◆ Exercise goal ◆
Pull out every line of the data below that contains the word "dark", matching case exactly.

====== Data listing

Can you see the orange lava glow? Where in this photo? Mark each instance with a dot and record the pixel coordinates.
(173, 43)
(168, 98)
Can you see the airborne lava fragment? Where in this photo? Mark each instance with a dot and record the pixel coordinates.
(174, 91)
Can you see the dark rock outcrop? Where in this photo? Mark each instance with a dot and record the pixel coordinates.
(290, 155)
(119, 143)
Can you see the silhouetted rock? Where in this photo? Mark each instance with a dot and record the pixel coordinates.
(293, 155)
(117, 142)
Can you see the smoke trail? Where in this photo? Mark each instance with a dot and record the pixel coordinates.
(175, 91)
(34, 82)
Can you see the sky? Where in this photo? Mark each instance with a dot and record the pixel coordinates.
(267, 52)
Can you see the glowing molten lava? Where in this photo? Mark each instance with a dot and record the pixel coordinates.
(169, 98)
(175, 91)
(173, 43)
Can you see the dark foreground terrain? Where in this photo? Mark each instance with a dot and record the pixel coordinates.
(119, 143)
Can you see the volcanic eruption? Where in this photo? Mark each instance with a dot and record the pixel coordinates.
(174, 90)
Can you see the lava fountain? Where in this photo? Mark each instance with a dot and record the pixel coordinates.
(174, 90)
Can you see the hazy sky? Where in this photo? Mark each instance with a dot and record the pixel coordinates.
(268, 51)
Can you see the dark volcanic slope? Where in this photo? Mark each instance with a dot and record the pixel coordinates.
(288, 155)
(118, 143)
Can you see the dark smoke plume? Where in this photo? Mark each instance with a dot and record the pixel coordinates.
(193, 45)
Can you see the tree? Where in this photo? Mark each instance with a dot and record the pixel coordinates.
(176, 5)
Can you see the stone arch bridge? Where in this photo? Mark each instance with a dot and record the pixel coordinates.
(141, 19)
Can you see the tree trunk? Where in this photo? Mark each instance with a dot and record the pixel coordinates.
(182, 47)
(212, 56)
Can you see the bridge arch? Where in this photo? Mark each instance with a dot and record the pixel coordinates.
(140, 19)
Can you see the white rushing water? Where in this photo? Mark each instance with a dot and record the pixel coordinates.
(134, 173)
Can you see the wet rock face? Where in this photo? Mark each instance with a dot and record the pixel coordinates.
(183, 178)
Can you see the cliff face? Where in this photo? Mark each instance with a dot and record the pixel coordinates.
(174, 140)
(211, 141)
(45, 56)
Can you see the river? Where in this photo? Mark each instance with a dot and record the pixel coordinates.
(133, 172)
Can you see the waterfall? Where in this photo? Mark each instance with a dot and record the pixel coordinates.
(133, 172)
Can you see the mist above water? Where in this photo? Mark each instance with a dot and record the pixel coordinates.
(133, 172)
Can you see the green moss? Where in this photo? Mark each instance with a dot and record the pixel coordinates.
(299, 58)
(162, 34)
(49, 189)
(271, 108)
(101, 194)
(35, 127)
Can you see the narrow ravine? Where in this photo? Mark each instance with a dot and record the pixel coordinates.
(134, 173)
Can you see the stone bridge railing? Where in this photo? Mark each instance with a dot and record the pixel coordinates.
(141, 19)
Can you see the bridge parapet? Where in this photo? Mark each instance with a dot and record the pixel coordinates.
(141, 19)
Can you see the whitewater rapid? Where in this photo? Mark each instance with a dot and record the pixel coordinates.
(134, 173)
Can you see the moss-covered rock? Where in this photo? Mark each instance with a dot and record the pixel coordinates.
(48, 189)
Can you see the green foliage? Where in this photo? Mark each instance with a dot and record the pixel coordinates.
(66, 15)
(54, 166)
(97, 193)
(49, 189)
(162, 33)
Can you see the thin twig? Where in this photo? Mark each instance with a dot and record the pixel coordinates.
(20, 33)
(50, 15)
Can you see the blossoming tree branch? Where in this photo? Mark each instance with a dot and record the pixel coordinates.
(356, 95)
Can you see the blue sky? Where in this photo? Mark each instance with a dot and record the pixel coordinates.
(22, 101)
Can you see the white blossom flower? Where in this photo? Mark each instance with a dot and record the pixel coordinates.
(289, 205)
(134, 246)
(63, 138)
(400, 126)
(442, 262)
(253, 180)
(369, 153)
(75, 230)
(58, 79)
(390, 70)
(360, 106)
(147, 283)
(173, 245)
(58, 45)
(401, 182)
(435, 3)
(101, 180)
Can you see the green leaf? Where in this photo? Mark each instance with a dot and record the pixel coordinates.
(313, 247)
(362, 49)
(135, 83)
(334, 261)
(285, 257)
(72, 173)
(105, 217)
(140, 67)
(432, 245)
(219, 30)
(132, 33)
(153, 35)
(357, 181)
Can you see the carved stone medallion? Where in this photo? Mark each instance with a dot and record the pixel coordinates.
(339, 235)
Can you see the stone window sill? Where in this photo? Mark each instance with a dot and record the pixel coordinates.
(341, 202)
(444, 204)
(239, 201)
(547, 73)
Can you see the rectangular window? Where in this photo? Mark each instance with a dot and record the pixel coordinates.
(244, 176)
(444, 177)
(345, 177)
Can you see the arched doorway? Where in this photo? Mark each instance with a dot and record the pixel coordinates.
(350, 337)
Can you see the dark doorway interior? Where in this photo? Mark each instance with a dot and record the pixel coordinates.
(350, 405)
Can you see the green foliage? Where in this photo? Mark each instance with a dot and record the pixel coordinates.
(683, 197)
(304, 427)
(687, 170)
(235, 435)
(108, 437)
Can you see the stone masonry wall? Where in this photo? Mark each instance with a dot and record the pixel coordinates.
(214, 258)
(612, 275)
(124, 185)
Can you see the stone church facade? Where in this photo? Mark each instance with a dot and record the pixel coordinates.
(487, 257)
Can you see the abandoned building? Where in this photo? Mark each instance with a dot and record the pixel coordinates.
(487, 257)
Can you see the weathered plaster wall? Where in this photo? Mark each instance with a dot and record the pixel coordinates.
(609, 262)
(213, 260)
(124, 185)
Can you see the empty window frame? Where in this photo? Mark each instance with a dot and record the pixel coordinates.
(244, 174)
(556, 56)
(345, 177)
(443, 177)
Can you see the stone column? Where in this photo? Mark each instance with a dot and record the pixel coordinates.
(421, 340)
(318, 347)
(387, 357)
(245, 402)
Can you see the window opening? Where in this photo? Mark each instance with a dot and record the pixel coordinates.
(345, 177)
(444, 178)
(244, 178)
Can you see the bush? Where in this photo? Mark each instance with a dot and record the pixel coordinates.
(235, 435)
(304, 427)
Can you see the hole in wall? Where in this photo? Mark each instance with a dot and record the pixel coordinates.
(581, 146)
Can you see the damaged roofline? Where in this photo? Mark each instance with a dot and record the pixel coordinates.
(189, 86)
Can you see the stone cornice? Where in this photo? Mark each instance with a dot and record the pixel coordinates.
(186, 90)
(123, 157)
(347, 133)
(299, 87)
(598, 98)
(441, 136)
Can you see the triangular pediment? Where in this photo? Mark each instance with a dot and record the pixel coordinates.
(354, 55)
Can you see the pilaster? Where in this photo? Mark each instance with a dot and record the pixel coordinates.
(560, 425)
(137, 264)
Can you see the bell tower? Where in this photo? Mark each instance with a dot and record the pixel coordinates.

============
====== Data listing

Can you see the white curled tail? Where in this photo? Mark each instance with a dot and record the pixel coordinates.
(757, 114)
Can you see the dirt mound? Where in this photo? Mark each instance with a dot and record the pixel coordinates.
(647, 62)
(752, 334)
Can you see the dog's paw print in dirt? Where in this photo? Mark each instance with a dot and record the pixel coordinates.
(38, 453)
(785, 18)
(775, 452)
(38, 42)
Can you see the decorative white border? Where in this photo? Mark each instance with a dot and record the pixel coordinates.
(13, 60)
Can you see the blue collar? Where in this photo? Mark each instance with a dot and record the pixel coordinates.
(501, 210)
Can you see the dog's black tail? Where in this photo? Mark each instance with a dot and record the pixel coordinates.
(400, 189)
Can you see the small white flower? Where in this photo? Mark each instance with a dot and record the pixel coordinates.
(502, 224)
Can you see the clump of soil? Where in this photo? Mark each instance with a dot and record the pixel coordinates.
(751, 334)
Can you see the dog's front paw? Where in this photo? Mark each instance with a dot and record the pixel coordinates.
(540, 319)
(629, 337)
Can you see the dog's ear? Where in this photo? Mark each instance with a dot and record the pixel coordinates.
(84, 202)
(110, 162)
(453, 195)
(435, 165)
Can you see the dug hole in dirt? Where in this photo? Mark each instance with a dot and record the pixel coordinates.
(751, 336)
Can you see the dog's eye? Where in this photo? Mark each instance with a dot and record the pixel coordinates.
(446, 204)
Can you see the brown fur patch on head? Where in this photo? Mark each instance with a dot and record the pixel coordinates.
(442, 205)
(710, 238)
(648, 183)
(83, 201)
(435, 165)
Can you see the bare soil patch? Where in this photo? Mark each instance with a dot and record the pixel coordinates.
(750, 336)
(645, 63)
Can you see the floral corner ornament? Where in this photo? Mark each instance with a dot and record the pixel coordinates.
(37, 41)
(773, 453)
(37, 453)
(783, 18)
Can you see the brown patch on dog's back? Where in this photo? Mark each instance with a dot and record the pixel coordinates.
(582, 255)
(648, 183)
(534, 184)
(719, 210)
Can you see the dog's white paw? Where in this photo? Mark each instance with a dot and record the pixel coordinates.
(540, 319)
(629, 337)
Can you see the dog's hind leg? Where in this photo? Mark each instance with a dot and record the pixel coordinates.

============

◆ Reply to the task ◆
Can you see the dark rock outcrop? Where in this photo? Mark each instance with a dot and record the pixel coordinates.
Can you see the dark foreground terrain? Where in this photo? Mark each instance with a dot and record the pixel coordinates.
Can you see the dark volcanic slope? Where in this photo? Mark each instance with a dot and record the pixel coordinates.
Can you see the dark smoke plume? Where in this photo? Mark each instance with a dot and record the pixel coordinates.
Can you see the dark doorway interior? Where in this photo? Mark each instance with a dot and record the pixel coordinates.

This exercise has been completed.